-------- INPUT MATERIAL --------
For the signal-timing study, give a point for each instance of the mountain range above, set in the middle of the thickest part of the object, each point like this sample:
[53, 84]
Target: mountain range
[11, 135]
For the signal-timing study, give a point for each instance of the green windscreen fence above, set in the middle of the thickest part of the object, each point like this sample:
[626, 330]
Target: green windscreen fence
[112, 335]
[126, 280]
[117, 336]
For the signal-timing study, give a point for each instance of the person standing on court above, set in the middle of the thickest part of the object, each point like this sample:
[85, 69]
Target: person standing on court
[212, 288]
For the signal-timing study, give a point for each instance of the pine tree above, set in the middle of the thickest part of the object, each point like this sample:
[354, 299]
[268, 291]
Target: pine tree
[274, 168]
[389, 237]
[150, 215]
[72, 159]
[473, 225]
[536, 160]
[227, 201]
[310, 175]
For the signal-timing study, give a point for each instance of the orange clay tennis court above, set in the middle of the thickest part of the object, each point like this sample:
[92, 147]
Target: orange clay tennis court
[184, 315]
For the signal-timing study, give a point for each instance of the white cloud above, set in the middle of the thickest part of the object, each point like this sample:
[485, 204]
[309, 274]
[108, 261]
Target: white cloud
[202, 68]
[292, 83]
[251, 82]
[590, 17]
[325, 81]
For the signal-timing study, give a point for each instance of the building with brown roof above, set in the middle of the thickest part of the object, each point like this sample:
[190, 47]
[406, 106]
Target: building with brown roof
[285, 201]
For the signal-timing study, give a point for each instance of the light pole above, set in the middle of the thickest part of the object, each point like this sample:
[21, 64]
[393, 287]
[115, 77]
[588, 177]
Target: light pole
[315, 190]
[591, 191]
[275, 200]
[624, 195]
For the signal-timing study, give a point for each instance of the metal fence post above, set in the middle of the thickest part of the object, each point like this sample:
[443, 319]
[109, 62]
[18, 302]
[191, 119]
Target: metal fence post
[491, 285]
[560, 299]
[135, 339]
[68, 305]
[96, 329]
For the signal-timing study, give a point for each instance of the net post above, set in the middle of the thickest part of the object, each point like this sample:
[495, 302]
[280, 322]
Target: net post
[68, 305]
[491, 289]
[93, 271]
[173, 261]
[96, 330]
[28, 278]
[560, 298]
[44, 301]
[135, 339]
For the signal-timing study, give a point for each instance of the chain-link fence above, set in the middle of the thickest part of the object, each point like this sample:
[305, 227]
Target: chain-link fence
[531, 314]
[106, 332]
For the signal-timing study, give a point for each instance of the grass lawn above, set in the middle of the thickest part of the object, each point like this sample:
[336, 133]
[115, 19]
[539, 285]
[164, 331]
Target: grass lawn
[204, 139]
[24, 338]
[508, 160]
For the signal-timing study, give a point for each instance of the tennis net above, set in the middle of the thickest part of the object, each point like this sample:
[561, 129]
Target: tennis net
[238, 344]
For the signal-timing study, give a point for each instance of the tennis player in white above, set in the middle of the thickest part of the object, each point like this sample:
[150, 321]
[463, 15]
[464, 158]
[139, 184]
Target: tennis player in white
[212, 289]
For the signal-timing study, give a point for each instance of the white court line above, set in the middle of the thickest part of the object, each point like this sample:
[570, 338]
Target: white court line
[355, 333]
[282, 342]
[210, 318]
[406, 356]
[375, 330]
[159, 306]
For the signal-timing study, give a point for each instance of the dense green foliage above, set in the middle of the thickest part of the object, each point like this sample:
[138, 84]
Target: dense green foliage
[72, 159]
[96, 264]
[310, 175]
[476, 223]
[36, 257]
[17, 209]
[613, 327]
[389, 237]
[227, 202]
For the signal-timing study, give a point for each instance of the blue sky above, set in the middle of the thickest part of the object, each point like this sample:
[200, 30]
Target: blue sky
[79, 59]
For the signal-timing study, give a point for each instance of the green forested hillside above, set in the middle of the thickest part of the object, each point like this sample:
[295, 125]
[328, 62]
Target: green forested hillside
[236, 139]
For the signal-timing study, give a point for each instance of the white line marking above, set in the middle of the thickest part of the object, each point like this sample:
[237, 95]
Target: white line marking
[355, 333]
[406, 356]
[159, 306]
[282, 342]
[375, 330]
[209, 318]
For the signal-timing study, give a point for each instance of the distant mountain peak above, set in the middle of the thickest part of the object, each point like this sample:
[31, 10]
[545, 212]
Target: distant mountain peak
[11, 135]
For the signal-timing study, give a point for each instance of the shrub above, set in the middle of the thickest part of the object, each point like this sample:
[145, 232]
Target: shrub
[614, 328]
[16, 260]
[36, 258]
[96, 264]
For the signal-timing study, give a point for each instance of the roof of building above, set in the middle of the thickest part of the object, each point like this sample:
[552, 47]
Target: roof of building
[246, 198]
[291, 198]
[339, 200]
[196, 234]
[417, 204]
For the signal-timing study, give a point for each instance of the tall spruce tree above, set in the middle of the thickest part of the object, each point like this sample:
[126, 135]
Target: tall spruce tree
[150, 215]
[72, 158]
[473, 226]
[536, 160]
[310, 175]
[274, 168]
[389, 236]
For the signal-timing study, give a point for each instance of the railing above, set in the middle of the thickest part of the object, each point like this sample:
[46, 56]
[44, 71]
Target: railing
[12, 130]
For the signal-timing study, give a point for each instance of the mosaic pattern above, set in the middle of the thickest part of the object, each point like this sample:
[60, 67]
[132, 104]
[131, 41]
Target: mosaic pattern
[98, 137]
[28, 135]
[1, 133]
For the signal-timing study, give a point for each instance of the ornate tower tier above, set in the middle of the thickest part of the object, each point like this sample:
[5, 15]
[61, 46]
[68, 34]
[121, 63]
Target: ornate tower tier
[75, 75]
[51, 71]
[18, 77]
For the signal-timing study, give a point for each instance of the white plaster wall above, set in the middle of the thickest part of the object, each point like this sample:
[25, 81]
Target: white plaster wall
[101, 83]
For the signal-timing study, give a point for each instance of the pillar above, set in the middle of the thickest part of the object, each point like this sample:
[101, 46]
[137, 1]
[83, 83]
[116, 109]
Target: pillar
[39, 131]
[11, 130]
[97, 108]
--------
Repeat the entries word for word. Skip none of them.

EXERCISE OUTPUT »
For the signal-timing study, give a point for each instance of the mountain range above, set in the middle of the thickest part of the object, each point like this sample:
[53, 84]
Target: mountain range
[11, 135]
For the signal-timing study, give a point for each instance of the green windscreen fence above, set in the middle of the thickest part of the object, each point like this sample:
[626, 330]
Target: green windscreen fence
[112, 335]
[126, 280]
[117, 336]
For the signal-timing study, give a point for each instance of the person standing on court above, set in the middle of the thickest part of the object, each point like this sample:
[85, 69]
Target: person standing on court
[212, 288]
For the signal-timing study, give a point for each instance of the pine tree above, set in the middle of the thickest part of the object, each point like this sample:
[354, 299]
[268, 291]
Target: pine tree
[274, 168]
[389, 237]
[150, 215]
[72, 159]
[473, 225]
[536, 160]
[227, 201]
[310, 175]
For the signal-timing study, give a point for each instance of the orange clay tennis court above, set in the middle of the thickest part of the object, each point like this sample:
[92, 147]
Target: orange clay tennis court
[184, 315]
For the signal-timing study, give a point for each instance of the white cloud above, set in the middle of the thickest part of the object, each point like this sample:
[485, 204]
[309, 274]
[108, 261]
Target: white cloud
[202, 68]
[292, 83]
[251, 82]
[590, 17]
[325, 81]
For the signal-timing study, give a point for each instance of the building with brown roof above, set in the middle of the thickest part of the object, each point like this sample:
[190, 47]
[406, 106]
Target: building with brown roof
[285, 201]
For the signal-timing study, give a point for each instance of the light pole above, set in the middle of the thickest part of the object, each point like this sample:
[21, 64]
[393, 287]
[115, 77]
[588, 177]
Target: light pole
[315, 190]
[591, 191]
[275, 200]
[624, 195]
For the signal-timing study, give a point for each instance of the metal fence post above, set in the middle of the thickest part of the object, each point like this sample:
[443, 319]
[109, 62]
[18, 302]
[191, 119]
Target: metal fence post
[491, 285]
[560, 299]
[135, 339]
[68, 305]
[96, 329]
For the signal-timing study, give a point for each instance of the net post above, set in the middle of the thickest part of the object, each point like this sample:
[495, 302]
[280, 322]
Target: net post
[68, 305]
[491, 289]
[93, 271]
[173, 261]
[96, 330]
[28, 278]
[560, 298]
[44, 301]
[135, 339]
For the signal-timing study, give a point for each instance of the chain-link fence above, set in the middle of the thickest part of the object, each point like this sample:
[305, 227]
Target: chain-link fence
[531, 314]
[106, 332]
For the signal-timing study, give a point for each instance of the grass lawn above, set in the middle of the thickest part of the object, each point like this sample:
[336, 133]
[115, 19]
[539, 285]
[164, 331]
Target: grass lawn
[204, 139]
[24, 338]
[508, 160]
For the signal-timing study, give a point for each instance of the tennis net above, set in the middle of the thickest part of the object, each point like this sample:
[561, 129]
Target: tennis net
[238, 344]
For the signal-timing study, give a point for each instance of the tennis player in white above, set in the middle of the thickest part of the object, each point like this sample:
[150, 321]
[463, 15]
[464, 158]
[139, 184]
Target: tennis player in white
[212, 289]
For the signal-timing study, give a point for each instance of the white court line above, set in the middle of the thickest part of the object, each point like this sample:
[570, 338]
Target: white court line
[355, 333]
[282, 342]
[210, 318]
[406, 356]
[375, 330]
[159, 306]
For the signal-timing study, give a point for each instance of the dense green foliage above, set in the middle of the thickest part of the object, each point like this sample:
[138, 84]
Target: dense green foliage
[72, 159]
[96, 264]
[310, 175]
[476, 223]
[36, 257]
[17, 209]
[613, 327]
[389, 237]
[227, 202]
For the signal-timing study, give a point for each instance of the blue sky above, set in the middle of the thickest part of the object, each point like this sample:
[200, 30]
Target: blue sky
[79, 59]
For the signal-timing study, give a point for each instance of the green forested hillside above, set in the middle of the thickest part of the object, each point like this sample:
[295, 125]
[328, 62]
Target: green forested hillside
[236, 139]
For the signal-timing study, give a point for each instance of the white line marking above, set in the middle of the thickest part of the object, each point like this sample:
[237, 95]
Target: white line marking
[355, 333]
[406, 356]
[159, 306]
[282, 342]
[375, 330]
[209, 318]
For the signal-timing study, give a point for each instance of the distant mountain peak above, set in the middle of the thickest part of the object, each point like this sample:
[31, 10]
[545, 212]
Target: distant mountain peak
[11, 135]
For the signal-timing study, give a point for each instance of the shrub above, set in the middle of the thickest part of the object, each point like this sample:
[145, 232]
Target: shrub
[614, 328]
[16, 260]
[36, 258]
[96, 264]
For the signal-timing study, give a point for each instance of the roof of building above, set in the middle of the thickest part of the object, each point like this sample:
[552, 47]
Target: roof of building
[246, 198]
[291, 198]
[339, 200]
[196, 234]
[417, 204]
For the signal-timing study, give a point for each instance of the tall spruce tree above, set in the middle of the thickest part of the object, each point like this sample:
[126, 135]
Target: tall spruce tree
[150, 215]
[72, 158]
[473, 226]
[536, 160]
[310, 175]
[274, 168]
[389, 236]
For the signal-timing study, give a point for each instance of the railing above, set in the middle of the thickest part of the object, each point like this sample:
[46, 56]
[44, 71]
Target: railing
[12, 130]
For the signal-timing study, give a point for each instance of the mosaic pattern above, set in the middle of the thickest part of the object, each point like this sample:
[60, 67]
[132, 104]
[131, 41]
Target: mosaic pattern
[98, 137]
[28, 135]
[1, 133]
For the signal-timing study, give a point for each instance of the ornate tower tier above, set in the middle of the thickest part of the object, each point like this sample:
[5, 15]
[61, 46]
[68, 34]
[121, 63]
Target: ornate tower tier
[75, 75]
[51, 71]
[18, 77]
For the signal-timing study, give a point for each instance of the white plaster wall above, set in the middle of the thickest part of the object, each point like this sample:
[25, 81]
Target: white plaster wall
[101, 83]
For the signal-timing study, give a point for each instance of the pillar above, set in the middle of the thickest part of the object, each point like this sample:
[101, 46]
[137, 1]
[83, 83]
[116, 109]
Target: pillar
[39, 131]
[11, 130]
[97, 108]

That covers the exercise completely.